Would you write out all of the data exactly as it appears below?

· · · · · · ·

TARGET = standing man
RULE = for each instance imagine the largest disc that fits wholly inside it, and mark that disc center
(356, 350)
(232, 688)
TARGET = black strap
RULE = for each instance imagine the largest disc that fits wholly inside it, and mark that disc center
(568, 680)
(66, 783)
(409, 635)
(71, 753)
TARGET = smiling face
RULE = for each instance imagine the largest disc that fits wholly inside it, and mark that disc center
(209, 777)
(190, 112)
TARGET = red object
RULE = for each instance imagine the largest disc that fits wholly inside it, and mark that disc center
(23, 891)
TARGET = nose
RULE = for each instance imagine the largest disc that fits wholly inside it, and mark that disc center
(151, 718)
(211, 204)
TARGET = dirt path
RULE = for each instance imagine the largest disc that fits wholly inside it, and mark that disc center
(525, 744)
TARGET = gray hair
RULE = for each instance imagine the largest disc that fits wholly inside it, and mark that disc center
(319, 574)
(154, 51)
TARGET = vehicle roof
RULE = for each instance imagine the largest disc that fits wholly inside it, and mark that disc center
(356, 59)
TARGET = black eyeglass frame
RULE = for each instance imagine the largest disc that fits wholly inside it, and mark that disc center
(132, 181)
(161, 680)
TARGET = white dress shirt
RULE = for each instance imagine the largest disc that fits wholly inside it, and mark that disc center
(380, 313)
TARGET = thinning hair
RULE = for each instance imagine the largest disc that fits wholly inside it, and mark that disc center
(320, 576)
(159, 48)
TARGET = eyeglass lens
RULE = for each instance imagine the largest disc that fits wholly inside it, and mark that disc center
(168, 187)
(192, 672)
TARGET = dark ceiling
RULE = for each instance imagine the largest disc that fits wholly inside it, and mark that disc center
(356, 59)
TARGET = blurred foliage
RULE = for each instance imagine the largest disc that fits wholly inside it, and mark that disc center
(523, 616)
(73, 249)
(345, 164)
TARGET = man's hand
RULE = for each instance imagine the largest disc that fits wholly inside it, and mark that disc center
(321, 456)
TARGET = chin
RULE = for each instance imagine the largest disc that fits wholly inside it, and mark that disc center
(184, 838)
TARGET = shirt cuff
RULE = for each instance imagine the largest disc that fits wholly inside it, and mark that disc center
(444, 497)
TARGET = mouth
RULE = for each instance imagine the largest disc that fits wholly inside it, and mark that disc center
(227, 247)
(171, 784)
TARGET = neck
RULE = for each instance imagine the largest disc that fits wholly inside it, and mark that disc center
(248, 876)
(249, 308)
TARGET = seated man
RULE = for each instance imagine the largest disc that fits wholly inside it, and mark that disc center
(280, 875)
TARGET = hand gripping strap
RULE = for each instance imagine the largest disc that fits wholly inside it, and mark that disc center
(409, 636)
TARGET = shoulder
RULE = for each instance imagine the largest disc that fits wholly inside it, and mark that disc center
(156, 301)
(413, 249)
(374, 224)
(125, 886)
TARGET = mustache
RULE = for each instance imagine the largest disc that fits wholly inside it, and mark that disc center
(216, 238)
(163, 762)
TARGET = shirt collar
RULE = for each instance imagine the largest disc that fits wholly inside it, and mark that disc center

· · · · · · ·

§ SOLUTION TO THE PROBLEM:
TARGET = standing man
RULE = for each instance imagine the largest disc that fits wholly inside it, and mark that disc center
(356, 350)
(232, 688)
TARGET = black strap
RULE = for each instance imagine the largest disc that fits wholly inside it, and mark that disc center
(568, 680)
(66, 783)
(409, 635)
(71, 753)
TARGET = smiling face
RULE = for each instance imagine the largest disc that fits wholly inside it, and mark that disc center
(209, 777)
(190, 112)
TARGET = red object
RULE = for each instance imagine the largest disc that fits wholly inside it, and mark that disc center
(23, 891)
TARGET = nose
RULE = for each instance imagine the largest disc that fits wholly inside it, and mark that disc center
(151, 718)
(211, 204)
TARGET = dirt path
RULE = for each instance imagine the largest disc that fits wholly inside it, and mark that disc center
(525, 744)
TARGET = gray hair
RULE = for each instance imagine the largest disc that fits wholly inside it, and mark that disc center
(319, 574)
(154, 51)
TARGET = vehicle roof
RULE = for each instance imagine the largest disc that fits wholly inside it, and mark that disc center
(356, 59)
TARGET = black eyeglass frame
RULE = for each instance imagine the largest disc that fits wholly inside it, and mark that disc center
(132, 181)
(161, 680)
TARGET = white dress shirt
RULE = for each instance imagine the largest disc that fits wholly inside it, and mark that disc center
(380, 313)
TARGET = thinning hair
RULE = for each instance imagine the largest disc that fits wholly inside it, and mark that disc center
(320, 576)
(159, 48)
TARGET = eyeglass lens
RULE = for each instance imagine the largest disc that fits wholly inside it, and mark that disc center
(168, 187)
(192, 672)
TARGET = dark ceiling
RULE = for each instance imagine the largest disc that fits wholly inside it, and mark that disc center
(356, 59)
TARGET = blurred foliage
RULE = for each instance imagine the largest disc that fits wholly inside it, and mark that disc center
(523, 616)
(73, 249)
(345, 164)
TARGET = man's hand
RULE = for each instance imagine the largest disc that fits wholly inside it, and mark that disc center
(321, 456)
TARGET = chin
RULE = for each instance imagine the largest disc that fits wholly inside it, and mark that disc center
(184, 838)
TARGET = shirt cuff
RULE = for each instance imagine the largest disc that fits wholly inside it, and mark that disc center
(444, 497)
TARGET = mouth
RULE = for each instance imagine the largest disc that fits wholly inside it, and mark that disc center
(227, 247)
(171, 784)
TARGET = neck
RULE = for each instance imagine the largest disc that fits wholly inside it, and mark that disc center
(248, 876)
(249, 308)
TARGET = seated man
RULE = for each instance imagine the largest disc that fits wholly inside it, and mark that disc center
(280, 875)
TARGET = hand gripping strap
RULE = for each instance imagine the largest disc that fits wholly inside it, and mark that disc center
(409, 636)
TARGET = shoulder
RULE = for each instance imagine the largest disc that fits wholly inside it, and mark that disc center
(156, 301)
(413, 249)
(374, 224)
(125, 886)
TARGET = mustache
RULE = for each instance imagine the largest disc that fits wholly inside it, and mark that disc center
(216, 238)
(163, 762)
TARGET = shirt collar
RULE = for each instance imagine the largest disc that fits wholly inside it, and mark that disc center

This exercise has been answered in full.